▶ **PROVIDED DATA**:
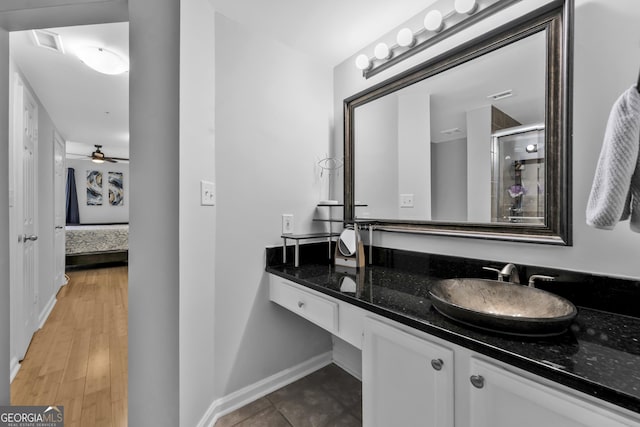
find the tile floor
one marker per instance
(329, 397)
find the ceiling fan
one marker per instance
(99, 157)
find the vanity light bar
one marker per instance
(445, 18)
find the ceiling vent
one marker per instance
(48, 40)
(451, 131)
(501, 95)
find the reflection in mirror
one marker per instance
(518, 175)
(474, 142)
(425, 152)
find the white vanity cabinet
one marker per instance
(501, 398)
(406, 380)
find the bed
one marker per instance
(96, 244)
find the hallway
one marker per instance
(79, 357)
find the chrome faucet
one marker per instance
(508, 272)
(534, 277)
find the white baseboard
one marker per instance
(240, 398)
(347, 357)
(44, 315)
(14, 367)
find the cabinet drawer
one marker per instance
(314, 308)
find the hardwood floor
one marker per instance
(79, 357)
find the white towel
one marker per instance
(615, 194)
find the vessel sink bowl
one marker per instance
(502, 307)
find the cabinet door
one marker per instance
(406, 381)
(501, 398)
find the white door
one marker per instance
(59, 208)
(406, 381)
(24, 296)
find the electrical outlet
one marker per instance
(406, 200)
(287, 223)
(207, 193)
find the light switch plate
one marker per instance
(207, 193)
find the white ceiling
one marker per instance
(89, 108)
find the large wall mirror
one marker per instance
(473, 143)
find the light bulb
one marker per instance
(382, 51)
(433, 21)
(466, 6)
(362, 62)
(405, 38)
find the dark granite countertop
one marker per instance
(599, 355)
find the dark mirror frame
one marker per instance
(556, 18)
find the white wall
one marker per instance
(449, 180)
(606, 63)
(4, 221)
(154, 280)
(105, 213)
(46, 286)
(272, 124)
(414, 154)
(197, 223)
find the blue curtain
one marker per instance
(73, 214)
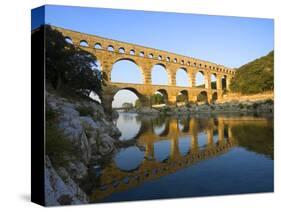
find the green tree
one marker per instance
(69, 67)
(255, 77)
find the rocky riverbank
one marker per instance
(78, 135)
(242, 107)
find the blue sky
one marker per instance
(231, 41)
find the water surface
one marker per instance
(188, 157)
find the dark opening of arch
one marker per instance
(202, 97)
(121, 50)
(68, 40)
(98, 46)
(110, 48)
(84, 43)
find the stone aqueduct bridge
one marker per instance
(109, 51)
(113, 179)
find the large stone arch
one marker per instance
(187, 76)
(200, 75)
(184, 96)
(167, 73)
(202, 96)
(214, 96)
(130, 60)
(165, 94)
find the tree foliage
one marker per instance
(255, 77)
(68, 66)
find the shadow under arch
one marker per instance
(182, 77)
(199, 76)
(164, 93)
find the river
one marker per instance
(187, 157)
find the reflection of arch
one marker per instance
(98, 46)
(165, 131)
(95, 97)
(202, 96)
(159, 74)
(123, 68)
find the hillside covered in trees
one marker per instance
(255, 76)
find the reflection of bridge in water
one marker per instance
(113, 179)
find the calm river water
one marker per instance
(187, 157)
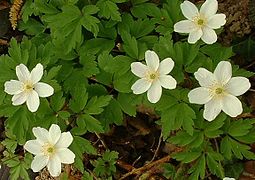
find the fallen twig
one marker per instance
(146, 167)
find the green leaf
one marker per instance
(128, 103)
(130, 45)
(89, 64)
(112, 114)
(86, 122)
(240, 127)
(88, 21)
(16, 53)
(109, 10)
(80, 146)
(10, 144)
(169, 170)
(223, 53)
(57, 101)
(105, 166)
(18, 124)
(198, 169)
(230, 146)
(182, 138)
(79, 98)
(187, 157)
(96, 104)
(66, 27)
(214, 165)
(241, 72)
(212, 129)
(52, 73)
(18, 168)
(234, 170)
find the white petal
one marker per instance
(154, 93)
(13, 87)
(43, 89)
(41, 134)
(39, 162)
(54, 166)
(223, 72)
(166, 66)
(189, 10)
(194, 36)
(37, 73)
(231, 105)
(212, 109)
(205, 78)
(139, 69)
(33, 101)
(19, 99)
(22, 73)
(209, 8)
(216, 21)
(33, 146)
(200, 95)
(185, 26)
(65, 140)
(152, 60)
(54, 133)
(140, 86)
(167, 82)
(209, 35)
(238, 86)
(66, 156)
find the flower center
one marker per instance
(28, 87)
(48, 149)
(200, 22)
(219, 91)
(153, 76)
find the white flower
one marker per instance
(28, 88)
(153, 76)
(200, 24)
(50, 149)
(218, 91)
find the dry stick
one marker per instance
(156, 151)
(101, 140)
(245, 115)
(137, 171)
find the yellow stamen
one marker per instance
(153, 76)
(219, 91)
(200, 22)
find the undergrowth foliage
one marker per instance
(86, 48)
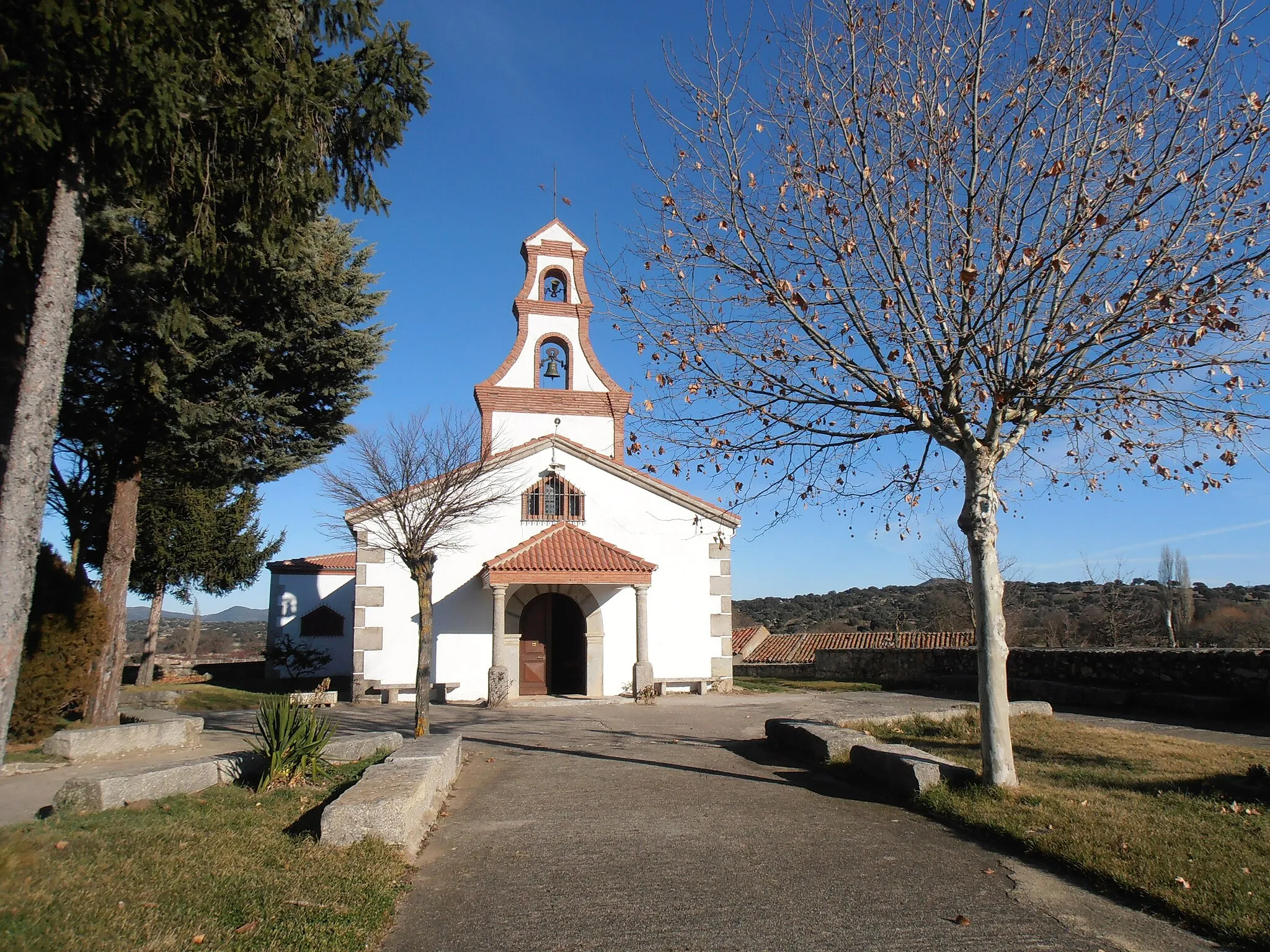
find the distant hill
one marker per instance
(238, 614)
(1048, 614)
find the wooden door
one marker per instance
(534, 667)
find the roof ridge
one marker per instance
(556, 530)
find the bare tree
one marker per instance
(1122, 614)
(949, 558)
(193, 633)
(1168, 576)
(1175, 592)
(911, 245)
(417, 484)
(1185, 593)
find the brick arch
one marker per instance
(554, 337)
(580, 594)
(516, 603)
(563, 273)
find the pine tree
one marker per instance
(282, 356)
(230, 120)
(193, 539)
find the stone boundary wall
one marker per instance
(1203, 682)
(742, 669)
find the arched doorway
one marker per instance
(553, 646)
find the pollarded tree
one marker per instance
(417, 487)
(915, 245)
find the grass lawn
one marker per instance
(771, 684)
(242, 870)
(201, 697)
(1162, 818)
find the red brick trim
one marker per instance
(511, 576)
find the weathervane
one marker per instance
(556, 192)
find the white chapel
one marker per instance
(595, 578)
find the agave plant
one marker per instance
(291, 741)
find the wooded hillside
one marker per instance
(1047, 614)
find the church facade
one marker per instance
(592, 579)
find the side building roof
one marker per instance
(620, 470)
(802, 648)
(332, 564)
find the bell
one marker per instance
(553, 371)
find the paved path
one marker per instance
(616, 827)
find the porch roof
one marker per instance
(566, 553)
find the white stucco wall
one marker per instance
(294, 596)
(512, 430)
(628, 516)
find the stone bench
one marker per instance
(815, 741)
(95, 794)
(358, 747)
(695, 685)
(151, 730)
(314, 699)
(398, 800)
(390, 692)
(905, 770)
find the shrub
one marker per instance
(291, 741)
(65, 635)
(296, 658)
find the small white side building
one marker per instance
(592, 566)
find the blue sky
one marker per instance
(518, 88)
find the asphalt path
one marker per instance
(675, 827)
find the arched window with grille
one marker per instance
(551, 499)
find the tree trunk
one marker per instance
(146, 673)
(978, 521)
(195, 633)
(31, 446)
(422, 575)
(121, 544)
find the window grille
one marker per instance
(551, 499)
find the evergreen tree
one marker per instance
(233, 120)
(193, 539)
(282, 356)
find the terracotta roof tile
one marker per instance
(335, 562)
(741, 638)
(801, 649)
(564, 547)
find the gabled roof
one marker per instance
(572, 553)
(598, 460)
(801, 649)
(333, 564)
(554, 224)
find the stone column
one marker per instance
(642, 674)
(498, 667)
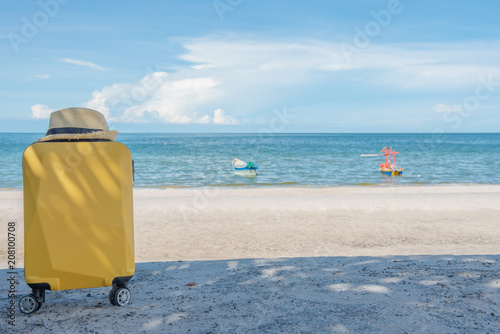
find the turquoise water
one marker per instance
(197, 160)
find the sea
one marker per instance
(290, 160)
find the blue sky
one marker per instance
(253, 66)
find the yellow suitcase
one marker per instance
(78, 219)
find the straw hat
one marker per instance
(78, 124)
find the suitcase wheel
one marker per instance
(119, 296)
(29, 304)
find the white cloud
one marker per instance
(221, 118)
(40, 111)
(87, 64)
(154, 97)
(250, 77)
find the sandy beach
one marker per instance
(340, 260)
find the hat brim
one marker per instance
(107, 135)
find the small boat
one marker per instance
(388, 167)
(244, 168)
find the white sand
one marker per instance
(457, 289)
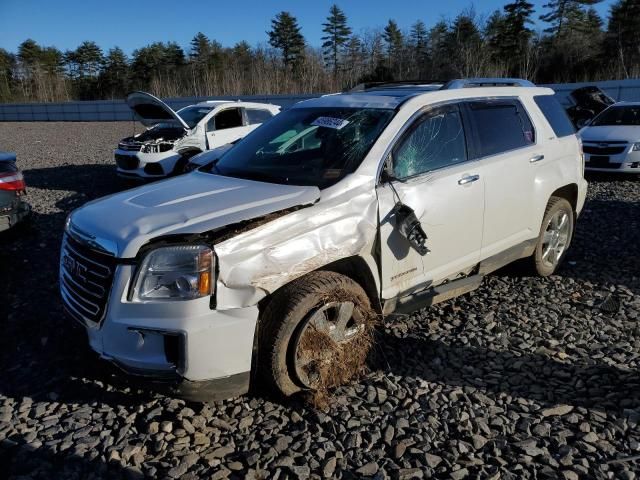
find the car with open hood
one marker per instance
(172, 137)
(273, 261)
(587, 102)
(611, 141)
(13, 190)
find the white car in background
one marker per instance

▶ **PROBLEM DESCRIPTION**:
All of the material should be reproduced exactly, apart from the pictures.

▶ **SOLVED EXERCISE**:
find the tile floor
one marker per instance
(329, 397)
find the ceiling fan
one marker per instance
(99, 157)
find the vanity light bar
one marker per instance
(445, 18)
find the ceiling vent
one marker per instance
(48, 40)
(451, 131)
(501, 95)
find the reflection in mirror
one marker per instance
(518, 175)
(474, 142)
(425, 152)
find the white vanity cabinet
one marker per instance
(501, 398)
(406, 380)
find the bed
one marker per instance
(96, 244)
find the hallway
one marker per instance
(79, 357)
find the chrome faucet
one marker per instance
(508, 272)
(534, 277)
find the white baseboard
one marker per instance
(240, 398)
(347, 357)
(44, 315)
(14, 367)
find the cabinet drawer
one marker per instance
(314, 308)
find the hardwood floor
one marker per instance
(79, 357)
find the white towel
one marker per instance
(615, 194)
find the vessel sink bowl
one marker per instance
(502, 307)
find the cabinet door
one marker per instance
(406, 381)
(501, 398)
find the white door
one marker per instance
(59, 208)
(406, 381)
(24, 296)
find the electrical outlet
one marker per instance
(406, 200)
(287, 223)
(207, 193)
find the light switch plate
one marker per instance
(207, 193)
find the white ceiling
one marker per instance
(89, 108)
find the large wall mirror
one marker per instance
(473, 143)
find the light bulb
one marker per instance
(382, 51)
(433, 21)
(466, 6)
(362, 62)
(405, 38)
find the dark granite countertop
one marker per instance
(599, 355)
find the dark mirror frame
one marker per instance
(556, 18)
find the white wall
one marker per instance
(449, 180)
(606, 63)
(4, 221)
(154, 280)
(105, 213)
(46, 286)
(272, 124)
(414, 154)
(197, 223)
find the blue curtain
one marker per instance
(73, 214)
find the green tree
one marker per instance
(69, 67)
(255, 77)
find the rocky riverbank
one marker per instance
(78, 135)
(242, 107)
find the blue sky
one marker per instance
(231, 41)
find the water surface
one marker per instance
(188, 157)
find the dark opening of arch
one marker per instance
(202, 97)
(121, 50)
(68, 40)
(98, 46)
(110, 48)
(84, 43)
find the stone aqueduct bridge
one marker per instance
(109, 51)
(113, 179)
find the large stone arch
one marker per instance
(187, 76)
(200, 75)
(184, 96)
(167, 73)
(202, 96)
(214, 96)
(130, 60)
(165, 94)
find the tree foliage
one marker per instance
(255, 77)
(68, 66)
find the shadow under arch
one marker per instance
(182, 77)
(199, 76)
(164, 93)
find the river
one marker per instance
(187, 157)
find the reflection of arch
one marker per instance
(98, 46)
(165, 131)
(95, 97)
(202, 96)
(159, 74)
(123, 68)
find the hillside covered in trees
one marker per instance
(255, 76)
find the reflection of bridge in water
one marker per instance
(113, 179)
find the calm river water
one marker per instance
(187, 157)
find the fallen twig
one marker per instance
(146, 167)
find the green leaf
one marker per instance
(128, 103)
(130, 45)
(89, 64)
(112, 114)
(86, 122)
(240, 127)
(88, 21)
(16, 53)
(109, 10)
(80, 146)
(10, 144)
(169, 170)
(223, 53)
(57, 101)
(105, 166)
(18, 124)
(198, 169)
(230, 146)
(182, 138)
(79, 98)
(187, 157)
(96, 104)
(66, 27)
(214, 165)
(241, 72)
(212, 129)
(52, 73)
(18, 168)
(234, 170)
find the white petal
one marker per instance
(154, 93)
(13, 87)
(43, 89)
(41, 134)
(39, 162)
(54, 166)
(223, 72)
(166, 66)
(189, 10)
(194, 36)
(37, 73)
(231, 105)
(212, 109)
(205, 78)
(139, 69)
(33, 101)
(19, 99)
(22, 73)
(209, 8)
(216, 21)
(33, 146)
(200, 95)
(185, 26)
(65, 140)
(152, 60)
(54, 133)
(140, 86)
(167, 82)
(209, 35)
(238, 86)
(66, 156)
find the flower center
one marker per instance
(28, 87)
(48, 149)
(200, 22)
(219, 91)
(153, 76)
find the white flower
one marker per instance
(28, 88)
(153, 76)
(200, 24)
(50, 149)
(218, 91)
find the dry stick
one marker per instance
(156, 151)
(101, 140)
(245, 115)
(137, 171)
find the yellow stamen
one marker per instance
(153, 76)
(219, 91)
(200, 22)
find the undergrowth foliage
one marker per instance
(86, 48)
find the distant hill
one marker per instance
(238, 614)
(1048, 614)
find the wooden door
one marker per instance
(534, 667)
find the roof ridge
one marker per instance
(556, 530)
find the bare tree
one marker per instance
(1122, 614)
(949, 558)
(193, 633)
(1168, 576)
(1175, 592)
(911, 245)
(417, 484)
(1185, 593)
find the brick arch
one marker per instance
(554, 337)
(580, 594)
(516, 603)
(563, 273)
find the pine tree
one marker per instance
(282, 356)
(230, 120)
(193, 539)
find the stone boundary wall
one marker per instance
(1203, 682)
(742, 669)
find the arched doorway
one marker per instance
(553, 646)
find the pollarded tree
one marker per instance
(417, 487)
(915, 245)
find the grass lawn
one marker per instance
(771, 684)
(242, 870)
(201, 697)
(1162, 818)
find the red brick trim
one marker per instance
(511, 576)
find the weathervane
one marker per instance
(556, 192)
find the white chapel
one marker per instance
(595, 578)
find the agave plant
one marker per instance
(291, 741)
find the wooded hillside
one marker per instance
(1047, 614)
find the church facade
one marker per instance
(592, 579)
find the side building roof
one marker per instance
(620, 470)
(802, 648)
(332, 564)
find the bell
one marker per instance
(553, 371)
find the paved path
one marker per instance
(616, 827)
find the porch roof
one marker per instance
(566, 553)
find the white stucco wall
one marker per instance
(294, 596)
(512, 430)
(628, 516)
find the stone bench
one marker per instance
(815, 741)
(95, 794)
(358, 747)
(695, 685)
(151, 730)
(314, 699)
(398, 800)
(390, 692)
(905, 770)
find the shrub
one marker per instance
(291, 741)
(65, 635)
(296, 658)
find the small white side building
one marker per instance
(592, 566)
find the blue sky
one marker per instance
(518, 88)
find the asphalt path
one marker per instance
(675, 827)
find the arched window with grille
one marker per instance
(551, 499)
find the tree trunk
one marker per instance
(146, 673)
(978, 521)
(195, 633)
(31, 446)
(422, 575)
(121, 544)
find the window grille
one marker per instance
(551, 499)
find the evergreen tree
one marker per instance
(233, 120)
(193, 539)
(282, 356)
find the terracotta roof tile
one marker per instance
(335, 562)
(741, 638)
(801, 649)
(564, 547)
find the gabled roof
one marker per instance
(572, 553)
(598, 460)
(801, 649)
(333, 564)
(554, 224)
find the stone column
one marker per instance
(642, 674)
(498, 667)
find the turquoise water
one marker per instance
(197, 160)
find the sea
one marker per instance
(290, 160)
find the blue sky
one marker per instance
(253, 66)
find the yellow suitcase
one marker per instance
(78, 219)
find the straw hat
one marker per instance
(78, 124)
find the suitcase wheel
one marker per instance
(119, 296)
(29, 304)
find the white cloud
one marker per instance
(221, 118)
(40, 111)
(87, 64)
(154, 97)
(250, 77)
find the sandy beach
one marker per instance
(340, 260)
find the hat brim
one marker per instance
(107, 135)
find the small boat
one marker per instance
(388, 167)
(244, 168)
find the white sand
one marker per instance
(457, 289)
find the car with open hood
one marker per instance
(172, 137)
(273, 261)
(587, 102)
(611, 141)
(13, 190)
find the white car in background
one marker per instance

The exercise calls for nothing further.